We stood for a while longer, communing with the river, until the dropping thermometer and total darkness separated us to our respective vehicles. “Leave a few for seed,” urged the redheaded guy, implying I was a duck hunter whose skill would require such restraint.
Across the length and breadth of my first Pennsylvania season, I saw him a couple of times at the launch, and we shared news of our luck. I was having a difficult transition from lake bluebill shooter to river black duck hunter. Bag limits were restrictive that year, but even so I never achieved one. The ducks were warier than I could believe. I didn’t know how to use a mallard call. My commercial Herter’s decoys were too few and too small to compete against the vast spreads of homemade cork blocks the river hunters used.
The season passed. I busied myself again on being a reporter for the Harrisburg Evening News. There was public corruption and private chicanery to pursue, and the months wore away on story after story. Almost before I knew it I found myself alone one evening at the access point, plotting my opener. I stayed until dark, lonesome for those nameless men of the year before. But their now familiar rigs were there, covered with dew, when I showed up late on opening morning. Some of them already were shooting, out on the river, as I fumbled my jonboat off the car top carrier and scratched the roof paint of the Barracuda in the process. I spent the day on the river and bagged one black duck.

#### Raw records:
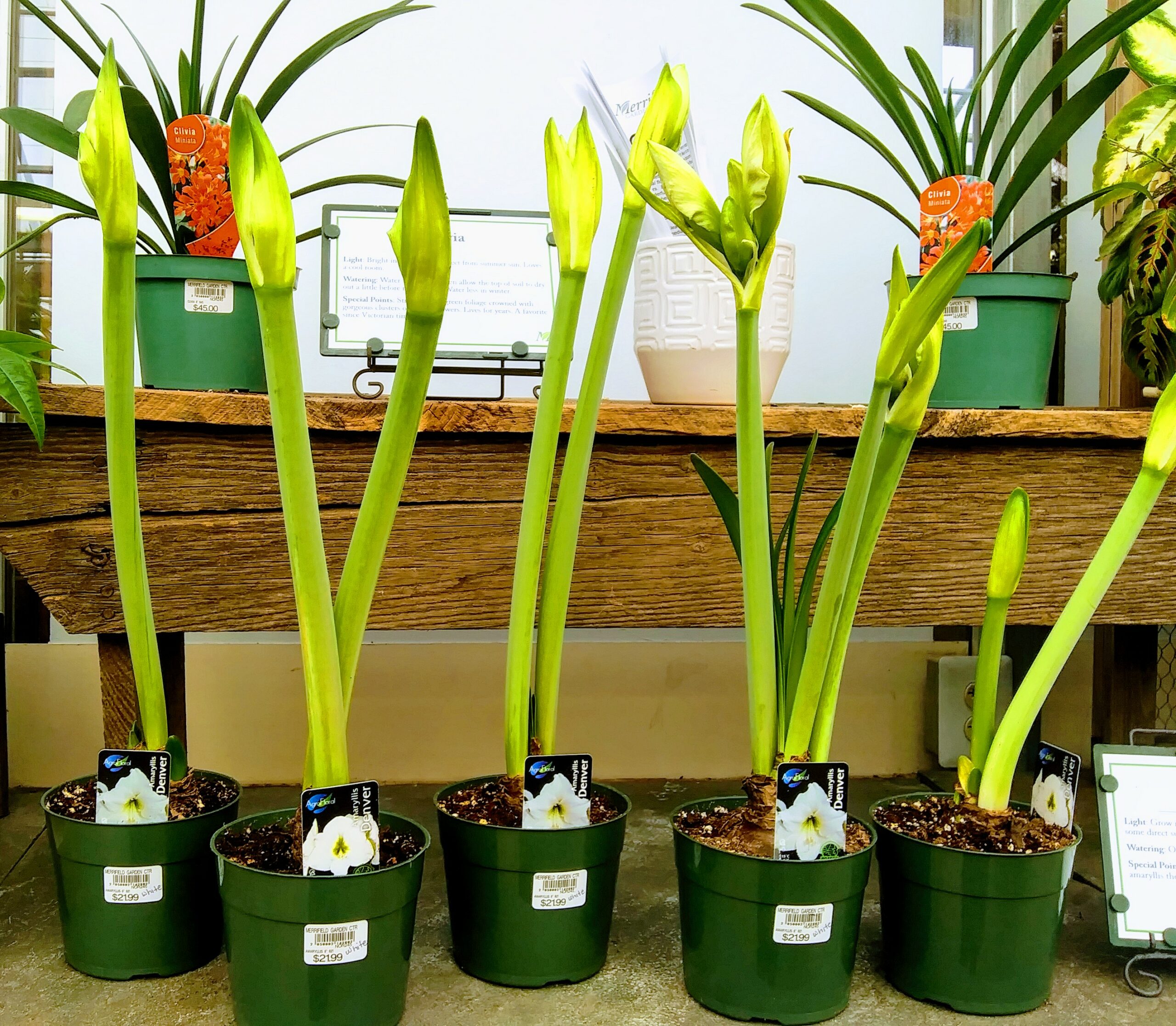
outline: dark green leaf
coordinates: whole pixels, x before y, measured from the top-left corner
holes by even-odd
[[[996,212],[993,214],[994,238],[1000,234],[1001,228],[1011,216],[1014,207],[1029,191],[1029,187],[1062,152],[1070,136],[1085,125],[1096,112],[1102,111],[1110,94],[1118,88],[1128,74],[1127,68],[1115,68],[1091,79],[1062,104],[1057,113],[1050,118],[1049,124],[1021,158],[1021,162],[1001,193],[1001,201],[996,205]]]
[[[168,737],[167,744],[163,747],[167,749],[167,754],[172,757],[167,775],[174,784],[188,775],[188,753],[183,751],[183,741],[175,737],[175,734]]]
[[[882,196],[875,195],[871,192],[867,192],[863,188],[858,188],[855,185],[846,185],[843,181],[830,181],[829,179],[826,178],[813,178],[813,175],[810,174],[802,174],[801,181],[803,181],[806,185],[821,185],[824,186],[826,188],[841,189],[842,192],[853,193],[855,196],[861,196],[863,200],[869,200],[871,204],[874,204],[877,207],[881,207],[891,216],[897,218],[903,225],[910,228],[910,231],[915,235],[918,234],[918,228],[915,227],[914,222],[910,221],[910,219],[903,216],[901,213],[898,213],[897,208],[888,204],[884,199],[882,199]]]
[[[147,48],[139,41],[139,36],[131,31],[131,26],[127,25],[122,15],[119,14],[119,12],[115,11],[109,4],[103,4],[102,6],[122,22],[122,27],[127,31],[127,35],[129,35],[134,45],[139,47],[139,53],[142,55],[143,64],[147,65],[147,71],[151,73],[151,80],[155,85],[155,95],[159,98],[159,109],[163,115],[163,124],[171,125],[175,120],[175,100],[172,99],[172,94],[167,88],[167,82],[163,81],[163,76],[159,73],[159,68],[155,67],[155,61],[151,59],[151,54],[147,53]],[[94,74],[98,74],[96,68]]]
[[[361,132],[365,128],[415,128],[415,125],[402,125],[399,121],[381,121],[375,125],[352,125],[349,128],[336,128],[334,132],[323,132],[322,135],[315,135],[314,139],[307,139],[306,142],[300,142],[298,146],[292,146],[285,153],[278,155],[279,160],[286,160],[287,156],[293,156],[300,149],[306,149],[308,146],[314,146],[315,142],[322,142],[323,139],[332,139],[335,135],[346,135],[348,132]]]
[[[791,89],[784,89],[784,93],[791,96],[794,100],[800,100],[806,107],[811,107],[818,114],[822,114],[823,116],[833,121],[834,125],[844,128],[847,132],[861,139],[862,142],[869,146],[887,164],[889,164],[890,167],[894,168],[898,178],[901,178],[906,182],[907,188],[909,188],[916,196],[920,195],[918,186],[916,185],[915,180],[910,176],[910,173],[907,171],[907,168],[902,166],[902,161],[894,155],[894,152],[881,139],[878,139],[877,135],[875,135],[873,132],[870,132],[862,125],[858,125],[851,118],[847,118],[840,111],[834,109],[828,104],[821,102],[821,100],[806,95],[804,93],[796,93]]]
[[[1034,115],[1041,108],[1041,105],[1054,94],[1054,91],[1075,71],[1077,71],[1078,67],[1085,64],[1088,58],[1101,51],[1108,42],[1123,32],[1124,28],[1134,25],[1144,14],[1150,14],[1162,2],[1163,0],[1129,0],[1129,2],[1120,7],[1118,11],[1100,21],[1077,42],[1067,47],[1065,52],[1042,76],[1037,87],[1029,94],[1029,99],[1025,100],[1021,111],[1017,113],[1016,119],[1013,121],[1013,125],[1009,126],[1009,131],[1005,133],[1004,139],[1001,142],[1000,151],[997,151],[996,156],[993,158],[993,166],[987,175],[989,181],[995,181],[1000,175],[1009,156],[1011,156],[1014,147],[1021,140],[1022,133],[1029,126],[1030,121],[1033,121]],[[1125,73],[1125,68],[1118,68],[1118,71]],[[1104,75],[1105,74],[1112,74],[1112,72],[1105,72]],[[1090,82],[1090,85],[1101,81],[1104,75],[1098,75]],[[1088,85],[1085,88],[1089,87],[1090,86]],[[1075,94],[1074,99],[1077,99],[1077,94]],[[996,112],[994,111],[994,113]],[[1036,145],[1037,144],[1034,142],[1034,146]]]
[[[49,29],[58,39],[60,39],[87,68],[89,68],[95,75],[98,74],[101,65],[99,61],[94,60],[78,40],[75,40],[68,32],[66,32],[58,22],[52,19],[48,14],[41,11],[33,0],[20,0],[20,6],[24,7],[29,14],[32,14],[38,21],[40,21],[46,28]],[[103,47],[105,53],[105,47]]]
[[[253,44],[246,52],[245,58],[241,60],[241,66],[236,69],[236,74],[233,75],[233,81],[229,82],[228,92],[225,93],[225,104],[221,106],[221,121],[228,121],[233,113],[233,101],[236,100],[238,93],[241,92],[241,86],[245,84],[245,76],[249,73],[249,68],[253,67],[254,58],[258,55],[258,51],[261,49],[261,45],[266,41],[269,35],[270,29],[274,27],[279,18],[282,16],[282,12],[289,7],[290,0],[281,0],[281,2],[274,8],[273,14],[266,19],[266,24],[261,26],[258,34],[253,39]]]
[[[27,135],[34,142],[48,146],[56,153],[78,159],[78,133],[67,128],[56,118],[29,111],[27,107],[5,107],[0,109],[0,121],[6,121],[21,135]]]
[[[690,462],[694,465],[695,473],[702,479],[702,484],[706,485],[707,491],[710,493],[710,498],[719,509],[719,515],[723,518],[723,526],[727,528],[727,537],[730,538],[731,547],[735,549],[735,558],[742,561],[739,532],[739,499],[735,492],[731,491],[730,485],[719,475],[714,467],[697,453],[690,453]]]
[[[212,81],[208,84],[208,92],[205,93],[205,101],[200,105],[200,109],[212,116],[213,104],[216,102],[216,89],[220,86],[220,76],[225,71],[225,62],[228,60],[228,55],[233,52],[233,47],[236,46],[236,41],[240,39],[239,35],[233,36],[233,41],[228,45],[228,49],[225,51],[225,55],[221,58],[221,62],[216,65],[216,73],[213,75]]]
[[[61,124],[74,132],[86,124],[89,116],[89,105],[94,102],[94,91],[82,89],[68,104],[66,112],[61,115]]]
[[[172,228],[172,173],[168,168],[167,140],[163,136],[163,126],[159,124],[155,111],[147,98],[133,86],[122,87],[122,111],[127,119],[127,132],[131,141],[139,151],[147,169],[151,172],[155,188],[159,189],[163,205],[160,212],[151,207],[143,207],[163,233],[163,238],[174,247],[175,234]],[[142,187],[140,187],[140,206],[142,206]],[[162,214],[162,220],[159,214]]]
[[[1115,187],[1111,186],[1111,188]],[[1000,256],[997,256],[993,261],[993,266],[998,267],[1001,264],[1004,262],[1004,260],[1011,256],[1017,249],[1024,246],[1024,244],[1028,242],[1030,239],[1033,239],[1035,235],[1038,235],[1047,228],[1053,227],[1058,221],[1063,220],[1064,218],[1068,218],[1075,211],[1081,211],[1083,207],[1095,202],[1095,200],[1097,200],[1101,195],[1104,195],[1105,193],[1110,192],[1111,188],[1096,189],[1093,193],[1087,193],[1087,195],[1082,196],[1082,199],[1075,200],[1073,204],[1064,204],[1056,211],[1050,211],[1044,218],[1037,221],[1036,225],[1022,232],[1020,235],[1017,235],[1016,239],[1013,240],[1013,242],[1010,242],[1004,249],[1002,249]]]
[[[192,19],[192,67],[188,71],[189,114],[200,113],[200,65],[205,53],[205,0],[196,0],[195,14]]]
[[[180,113],[183,115],[195,114],[196,112],[193,111],[191,106],[188,106],[188,94],[192,87],[192,62],[188,60],[188,55],[182,49],[180,51],[180,60],[176,71],[176,76],[180,82],[179,95],[180,95],[180,102],[182,104]]]
[[[58,192],[54,188],[47,188],[44,185],[33,185],[31,181],[12,181],[11,179],[0,181],[0,195],[20,196],[21,199],[34,200],[40,204],[53,204],[58,207],[65,207],[67,211],[78,211],[78,213],[89,214],[92,218],[98,216],[98,211],[81,202],[81,200],[75,200],[73,196],[67,196],[65,193]]]
[[[931,160],[931,154],[923,141],[923,134],[910,113],[910,107],[902,98],[898,79],[886,66],[866,36],[827,0],[787,0],[787,2],[837,47],[858,72],[862,84],[902,133],[928,180],[935,181],[941,178],[940,168]]]
[[[413,4],[410,0],[400,0],[399,4],[393,4],[392,7],[385,7],[382,11],[373,11],[370,14],[365,14],[356,18],[354,21],[348,21],[346,25],[341,25],[333,32],[328,32],[325,36],[322,36],[322,39],[312,44],[296,58],[294,58],[294,60],[282,68],[278,78],[269,84],[269,88],[261,94],[261,99],[258,101],[258,118],[263,121],[266,115],[274,108],[274,105],[286,95],[287,89],[289,89],[289,87],[293,86],[308,68],[316,65],[327,54],[334,52],[345,44],[350,42],[356,36],[362,35],[381,21],[387,21],[389,18],[396,18],[400,14],[409,14],[413,11],[425,11],[428,6],[430,5]]]
[[[296,200],[299,196],[305,196],[308,193],[319,192],[320,189],[332,188],[336,185],[386,185],[392,188],[403,188],[405,180],[402,178],[390,178],[387,174],[340,174],[335,178],[326,178],[322,181],[316,181],[312,185],[305,185],[301,188],[296,188],[290,193],[290,199]]]
[[[0,399],[28,425],[36,447],[41,448],[45,445],[45,408],[36,388],[36,375],[22,354],[4,346],[0,346]]]
[[[1004,61],[1001,75],[996,80],[996,87],[993,89],[993,100],[988,107],[988,118],[981,128],[980,139],[976,140],[971,173],[977,178],[988,178],[983,171],[984,158],[988,155],[988,147],[996,134],[996,128],[1004,114],[1004,105],[1013,94],[1013,86],[1021,74],[1021,68],[1024,67],[1025,61],[1029,60],[1029,56],[1037,48],[1037,44],[1045,38],[1045,33],[1053,29],[1054,22],[1062,16],[1062,12],[1069,2],[1070,0],[1043,0],[1042,5],[1025,22],[1024,28],[1021,29],[1021,34],[1013,45],[1013,49],[1009,51],[1009,58]]]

#### Work instructions:
A) In the duck hunting excerpt, why did the narrator's decoys put him at a disadvantage on the river?
B) Can you transcribe the records from their start up to and including the line with "holes by even-odd", leaving the picture out of your answer?

#### Replies:
A) His commercial Herter's decoys were too few and too small. They could not compete with the vast spreads of homemade cork blocks that the river hunters used.

B)
outline: dark green leaf
coordinates: whole pixels, x before y, measured from the top-left corner
holes by even-odd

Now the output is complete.